> Required actions:
1. According to the artist profiles, what real event is Model Home - Ocean View based on?
2. Extend the artist profiles past their final line, matching their style.

> Supplied passage:
===
Focusing on an atmospheric and often moody colour palette reminiscent of 19th to early 20th Century British and Northern European painting, McVittie aims to emulate historical painting’s romantic appreciation for landscape and rural dwelling. His painted scenes often get their names or titles assigned later on, based on their shifting meaning for the artist as they evolve throughout the painting process.

Patti Normand, Model Home - Ocean View, mixed media sculpture in bell jar, ~11 x 18 x 11 in.

Patti Normand

Through dioramas and free-standing sculpture, Patti Normand creates surreal worlds brimming with dark humour and fantasy. Normand is adept at intertwining the real with the strange and absurd. Everyday scenes that at first appear perfectly ordinary, upon closer inspection reveal mysterious circumstances that can only be understood through speculation. Her dioramas’ intimate scale places us in the position of the by-standing spectator, involved yet removed.

Normand’s inspiration ranges from the Canadian wilderness, movies, and current societal events. For instance, Model Home - Ocean View (ft. right) is based off of the recent crumbling of one of the landmark Flowerpot Rocks, also known as the Hopewell Rocks, in New Brunswick’s Bay of Fundy. Tree Planter, a docile brown bear sporting a pink skirt and carrying a backpack full of tall spruces, is a nod to acts of environmental stewardship amidst the current climate crisis. Normand’s free-standing sculptures of anthropomorphic figures are extensions of her paintings and dioramas, stemming particularly from her fascination with the vastness of dense Canadian forests.

"I see the forest as a mysterious place. I like to imagine it as a realm in which stories are revealed. I create dreamlike animals and people in landscapes which are also imagined. A whole other world.”
- Patti Normand

Normand’s fantastical imaginings expand across multiple mediums, including photography, sculpture, and painting. The scope of her practice offers a tangibility to her invented world, whose reality begins to solidify as it comes to life in multiple dimensions.

Manny Trinh, Crushed, watercolour on paper, 9 x 12 in.
===
> Data excerpts:
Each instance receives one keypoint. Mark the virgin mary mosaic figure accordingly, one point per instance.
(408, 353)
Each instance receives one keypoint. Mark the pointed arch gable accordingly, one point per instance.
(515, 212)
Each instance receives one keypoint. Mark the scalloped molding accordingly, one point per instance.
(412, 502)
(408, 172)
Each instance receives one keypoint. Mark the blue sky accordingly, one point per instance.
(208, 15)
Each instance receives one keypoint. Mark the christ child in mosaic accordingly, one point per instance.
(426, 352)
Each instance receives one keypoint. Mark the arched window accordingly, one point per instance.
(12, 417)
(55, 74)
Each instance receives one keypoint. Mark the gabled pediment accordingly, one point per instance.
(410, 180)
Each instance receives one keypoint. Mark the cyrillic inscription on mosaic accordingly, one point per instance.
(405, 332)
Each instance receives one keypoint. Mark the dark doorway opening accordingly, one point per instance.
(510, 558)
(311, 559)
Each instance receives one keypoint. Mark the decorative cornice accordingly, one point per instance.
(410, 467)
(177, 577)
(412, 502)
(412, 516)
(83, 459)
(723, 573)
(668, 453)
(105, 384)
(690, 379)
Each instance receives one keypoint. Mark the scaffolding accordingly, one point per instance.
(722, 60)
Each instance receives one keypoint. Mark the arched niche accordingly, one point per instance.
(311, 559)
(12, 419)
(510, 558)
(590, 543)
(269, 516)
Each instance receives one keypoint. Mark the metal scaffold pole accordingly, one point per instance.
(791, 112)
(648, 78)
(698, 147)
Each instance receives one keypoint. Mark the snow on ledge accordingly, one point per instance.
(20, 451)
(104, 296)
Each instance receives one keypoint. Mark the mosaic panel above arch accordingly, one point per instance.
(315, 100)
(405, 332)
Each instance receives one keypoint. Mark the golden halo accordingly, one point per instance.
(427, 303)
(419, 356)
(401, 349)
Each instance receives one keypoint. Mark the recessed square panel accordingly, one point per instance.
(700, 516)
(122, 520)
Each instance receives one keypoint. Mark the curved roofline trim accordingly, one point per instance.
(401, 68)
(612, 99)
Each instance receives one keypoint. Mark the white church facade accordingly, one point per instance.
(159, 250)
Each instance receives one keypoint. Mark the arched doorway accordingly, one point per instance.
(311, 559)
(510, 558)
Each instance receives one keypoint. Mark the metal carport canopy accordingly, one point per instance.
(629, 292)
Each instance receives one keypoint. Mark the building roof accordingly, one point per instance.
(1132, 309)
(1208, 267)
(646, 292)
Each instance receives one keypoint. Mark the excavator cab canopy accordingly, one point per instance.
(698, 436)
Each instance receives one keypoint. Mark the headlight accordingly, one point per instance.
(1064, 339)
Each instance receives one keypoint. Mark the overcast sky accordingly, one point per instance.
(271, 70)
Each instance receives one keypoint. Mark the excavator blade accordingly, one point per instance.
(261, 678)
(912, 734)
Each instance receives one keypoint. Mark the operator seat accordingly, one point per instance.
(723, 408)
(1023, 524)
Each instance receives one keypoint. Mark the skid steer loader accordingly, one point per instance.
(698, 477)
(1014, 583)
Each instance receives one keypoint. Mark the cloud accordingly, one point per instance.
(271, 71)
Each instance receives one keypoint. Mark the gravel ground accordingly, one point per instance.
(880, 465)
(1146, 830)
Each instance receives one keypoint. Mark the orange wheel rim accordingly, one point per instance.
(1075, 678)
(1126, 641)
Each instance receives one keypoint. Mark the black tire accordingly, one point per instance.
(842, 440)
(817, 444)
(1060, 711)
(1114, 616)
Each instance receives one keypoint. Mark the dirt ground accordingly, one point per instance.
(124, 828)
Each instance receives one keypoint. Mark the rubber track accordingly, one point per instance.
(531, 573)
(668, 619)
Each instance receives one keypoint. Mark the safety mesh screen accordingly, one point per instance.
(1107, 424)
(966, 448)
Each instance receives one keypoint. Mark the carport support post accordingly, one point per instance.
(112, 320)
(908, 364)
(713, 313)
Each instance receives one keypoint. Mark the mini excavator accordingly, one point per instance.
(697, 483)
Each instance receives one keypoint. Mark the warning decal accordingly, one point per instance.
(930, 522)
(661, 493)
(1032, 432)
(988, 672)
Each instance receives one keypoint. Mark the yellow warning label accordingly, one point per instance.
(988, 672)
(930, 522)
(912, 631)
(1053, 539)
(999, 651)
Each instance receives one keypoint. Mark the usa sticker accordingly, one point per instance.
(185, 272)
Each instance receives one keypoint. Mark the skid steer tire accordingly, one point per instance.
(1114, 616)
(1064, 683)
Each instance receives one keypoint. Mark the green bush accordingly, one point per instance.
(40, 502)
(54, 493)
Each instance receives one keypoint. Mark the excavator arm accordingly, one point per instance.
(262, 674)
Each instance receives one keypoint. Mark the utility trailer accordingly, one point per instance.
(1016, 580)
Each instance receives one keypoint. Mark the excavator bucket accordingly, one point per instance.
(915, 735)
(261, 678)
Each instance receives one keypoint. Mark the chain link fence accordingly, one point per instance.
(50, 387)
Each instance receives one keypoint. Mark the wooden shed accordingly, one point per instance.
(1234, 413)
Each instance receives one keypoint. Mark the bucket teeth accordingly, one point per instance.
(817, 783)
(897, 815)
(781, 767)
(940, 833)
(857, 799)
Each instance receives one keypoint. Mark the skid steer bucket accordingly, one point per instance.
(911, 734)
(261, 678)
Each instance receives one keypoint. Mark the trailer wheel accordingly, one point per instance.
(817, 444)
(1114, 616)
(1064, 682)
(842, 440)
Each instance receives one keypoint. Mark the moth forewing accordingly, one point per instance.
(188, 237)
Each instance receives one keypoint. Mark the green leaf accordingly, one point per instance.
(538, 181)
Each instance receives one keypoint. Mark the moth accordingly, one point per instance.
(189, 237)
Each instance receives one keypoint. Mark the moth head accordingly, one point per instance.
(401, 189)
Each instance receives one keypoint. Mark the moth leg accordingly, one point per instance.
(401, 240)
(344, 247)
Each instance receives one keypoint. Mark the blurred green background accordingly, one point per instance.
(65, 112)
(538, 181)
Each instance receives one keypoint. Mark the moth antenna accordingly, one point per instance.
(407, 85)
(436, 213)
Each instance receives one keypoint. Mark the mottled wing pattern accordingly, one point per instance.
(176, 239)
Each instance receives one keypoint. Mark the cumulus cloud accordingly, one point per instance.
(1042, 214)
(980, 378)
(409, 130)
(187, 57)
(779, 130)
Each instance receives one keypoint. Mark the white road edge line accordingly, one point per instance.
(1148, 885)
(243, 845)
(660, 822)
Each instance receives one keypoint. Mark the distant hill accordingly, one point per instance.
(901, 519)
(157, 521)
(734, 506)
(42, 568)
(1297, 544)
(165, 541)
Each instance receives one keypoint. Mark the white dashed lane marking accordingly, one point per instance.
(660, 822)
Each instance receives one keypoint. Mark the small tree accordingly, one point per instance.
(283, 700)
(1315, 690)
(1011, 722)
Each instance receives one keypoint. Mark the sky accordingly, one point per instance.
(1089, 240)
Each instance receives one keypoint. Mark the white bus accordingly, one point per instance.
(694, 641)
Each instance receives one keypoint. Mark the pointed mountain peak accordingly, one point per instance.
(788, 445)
===
> List of answers:
1. The recent crumbling of one of the landmark Flowerpot Rocks, also known as the Hopewell Rocks, in New Brunswick's Bay of Fundy.

2.
Manny Trinh

Manny Trinh’s current body of work was created during numerous periods of pandemic lockdown. During this time, like many of us, Trinh found himself moored at home with free time and began seeking structure. Trinh took this change of routine as a unique opportunity to fully immerse himself in his art practice. He began starting his mornings with watercolours. Restrained to his home environment, Trinh collected objects from his daily life, found in his home or scavenged on walks, to create a series of object watercolours. Taking an unplanned approach to each painting resulted in random, free-formed compositions. The repetition present in domesticity and the banal is perfectly solidified through Trinh’s choice of a monochromatic blue palette. One has to pause to examine each image and slowly pick apart the pattern-like assortment of individual items making up the whole.

The tennis court series (top of page), stemmed from Trinh’s longing for a return to the social spaces he inhabited prior to isolation; places he would meet friends to skateboard or play basketball and tennis. Recording these now vacant venues was a means to keep these important spaces alive for Trinh, until he could visit again. With his typical vivacious use of colour, Trinh celebrates the essence of these public meeting places as lively, social spaces of community. Most importantly, Trinh asks us to pause and be grateful for the things we take for granted in our everyday lives.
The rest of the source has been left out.